Document segment:
※

Part 2 of this “mini-odyssey” gives a few more anecdotes about small(ish) groups that have been part of my Christian journey.
In 2005, having moved to CO for more graduate school, there was a large group of “young marrieds” in the church to which my wife and I attached ourselves. One of the staff ministers and his wife led a very serious, intentional walk through marriage-related topics that required some commitment and confidentiality. I remember some of those discussions (as well as my own inability to commit fully, due to grad school requirements), and I still have those materials.
In comparison to many other groups, there was a ratcheted-up sense of intimacy in this one, yet the group was in most ways one of the standard grouping of regular, weekly programs—programs that are part-and-parcel of 99,999 of every 100,000 churches. This group was in one analysis a sub-church, but its ability to function as church was limited by the overlaid structure. In other words, no participants in that group would likely have felt that it was their church, despite their commitment to, and openness within, the smaller, more focused group.
Was good accomplished? Of course. Was the good as significant as it could have been, had this group’s identity been conceptualized differently? I think not.
There was a retreat in mid-summer once, and that time helped some of us grow closer. But I wish this group had become a self-contained, discrete unit on the level of “church” — meeting together with heightened intentionality, based on shared commitment and pursuits, regular communication, and devotion to God’s desires.¹
Also during our time in Colorado, a few men and I met at 6:30 a.m. on Thursdays for some devotional, meditative reading in the lectio divina tradition (no longer an interest of mine), and the lead minister of the church gave me a key to the building in recognition of this group’s organic arising and my taking the lead.

※

What you will do: Extend the piece on small church groups from its final sentence. Nothing in the listing is needed here.

※

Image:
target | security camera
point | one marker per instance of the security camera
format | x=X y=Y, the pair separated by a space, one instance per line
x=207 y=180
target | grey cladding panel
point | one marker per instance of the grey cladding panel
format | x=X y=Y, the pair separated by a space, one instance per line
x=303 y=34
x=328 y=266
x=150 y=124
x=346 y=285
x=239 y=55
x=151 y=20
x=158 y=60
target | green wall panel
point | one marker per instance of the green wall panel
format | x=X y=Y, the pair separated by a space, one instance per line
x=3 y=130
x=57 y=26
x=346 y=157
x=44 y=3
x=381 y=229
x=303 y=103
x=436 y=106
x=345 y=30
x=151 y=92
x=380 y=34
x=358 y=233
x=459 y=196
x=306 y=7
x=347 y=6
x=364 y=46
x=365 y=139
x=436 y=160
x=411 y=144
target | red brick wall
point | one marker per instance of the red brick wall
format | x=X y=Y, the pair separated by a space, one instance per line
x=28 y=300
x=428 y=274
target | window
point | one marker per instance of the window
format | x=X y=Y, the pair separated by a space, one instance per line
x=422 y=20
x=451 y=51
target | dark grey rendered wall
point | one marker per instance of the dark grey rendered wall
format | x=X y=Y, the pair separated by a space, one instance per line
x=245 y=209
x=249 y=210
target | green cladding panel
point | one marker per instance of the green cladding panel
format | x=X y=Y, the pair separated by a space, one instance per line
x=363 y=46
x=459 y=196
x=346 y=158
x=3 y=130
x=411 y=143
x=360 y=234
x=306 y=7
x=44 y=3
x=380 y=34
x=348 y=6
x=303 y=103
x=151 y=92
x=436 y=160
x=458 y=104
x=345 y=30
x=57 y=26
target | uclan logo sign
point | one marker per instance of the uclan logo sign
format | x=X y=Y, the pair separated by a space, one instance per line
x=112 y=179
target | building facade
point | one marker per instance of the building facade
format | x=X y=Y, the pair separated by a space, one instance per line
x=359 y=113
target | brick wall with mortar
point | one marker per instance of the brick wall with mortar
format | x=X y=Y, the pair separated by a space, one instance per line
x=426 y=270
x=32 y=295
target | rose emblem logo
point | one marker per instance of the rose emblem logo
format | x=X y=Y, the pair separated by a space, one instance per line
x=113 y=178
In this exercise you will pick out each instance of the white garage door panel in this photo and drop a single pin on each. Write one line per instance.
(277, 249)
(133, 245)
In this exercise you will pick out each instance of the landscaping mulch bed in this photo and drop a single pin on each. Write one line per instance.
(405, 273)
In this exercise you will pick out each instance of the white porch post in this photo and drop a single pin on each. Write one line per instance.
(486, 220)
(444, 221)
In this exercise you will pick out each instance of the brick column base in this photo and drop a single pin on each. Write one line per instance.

※

Answer space:
Still another important point along the way—more significant for my purposes in this series—was our opportunity for serious training, along with two other couples, toward cell group leadership. We began a cell group with two other couples and a single male, meeting bi-weekly for nearly a year . . . while four of us also continued in another small group, the latter of which functioned with somewhat less transparency and incorporated somewhat less serious Bible study (but with very good hospitality and a sense of belonging). Relationships from both these groups continue to this day.
The effectiveness of all these small groups was notable, but the potential was also limited because the groups were cogs in the wheel of regular church “stuff.”
Next: New York groups
¹ In expressing this wish, I do not preclude the possibility that some of the people experienced more of those benefits than I. Nor am I intending to rule out that being a part of a small-group “church” means you can’t also be a part of a larger “church.”